Farid Goudjil partage avec nous, dans cet entretien exclusif, sa réflexion sur son nouveau roman Infiltré pour un meilleur.
Farid Goudjil s’est confié avec une grande sincérité, en dévoilant non seulement les coulisses de la création de son roman Infiltré pour un meilleur, mais également sa vision en tant qu’auteur engagé. À travers cet échange, il a mis en lumière les thèmes forts de son livre, tout en exposant sa pensée sur les défis sociaux et humains qu’il explore dans ses écrits.
Farid Goudjil a abordé les motivations qui l’ont poussé à écrire Infiltré pour un meilleur, un roman policier captivant, tout en s’attardant sur les dilemmes moraux auxquels sont confrontés ses personnages. Une conversation enrichissante avec un écrivain qui mêle habilement suspense et réflexion sociale.
Entretien réalisé par Brahim Saci
Diasporadz : Votre roman Infiltré pour un meilleur plonge dans les dilemmes d’un policier infiltré. Qu’est-ce qui vous a inspiré pour écrire sur ce sujet ?
Farid Goudjil : Ce personnage, ce policier infiltré, prend naissance dans mon premier roman Je suis, tu es, nous sommes la France. Il traverse l’adolescence avec ses acolytes Osman et Caroline, et par la force des choses il deviendra policier. Ce flic, qui est avant tout un jeune, prône comme son frère Mohamed la bienveillance, il essaye de faire le bien autour de lui, ce qui est loin d’être simple.

→ Données sources:
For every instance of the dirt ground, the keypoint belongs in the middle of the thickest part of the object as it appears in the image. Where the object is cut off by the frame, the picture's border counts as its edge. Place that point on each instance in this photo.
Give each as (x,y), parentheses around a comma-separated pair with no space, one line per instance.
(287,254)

→ Exercice proposé: Veuillez mettre à jour le passage de l'entretien avec Farid Goudjil qui commence par « Farid Goudjil s’est » et se poursuit jusqu'à « dans ses écrits. », en remplaçant « sincérité » par « franchise ». La liste forme un matériau à part, distinct de l'entretien.

→ Réponse:
Farid Goudjil s’est confié avec une grande franchise, en dévoilant non seulement les coulisses de la création de son roman Infiltré pour un meilleur, mais également sa vision en tant qu’auteur engagé. À travers cet échange, il a mis en lumière les thèmes forts de son livre, tout en exposant sa pensée sur les défis sociaux et humains qu’il explore dans ses écrits.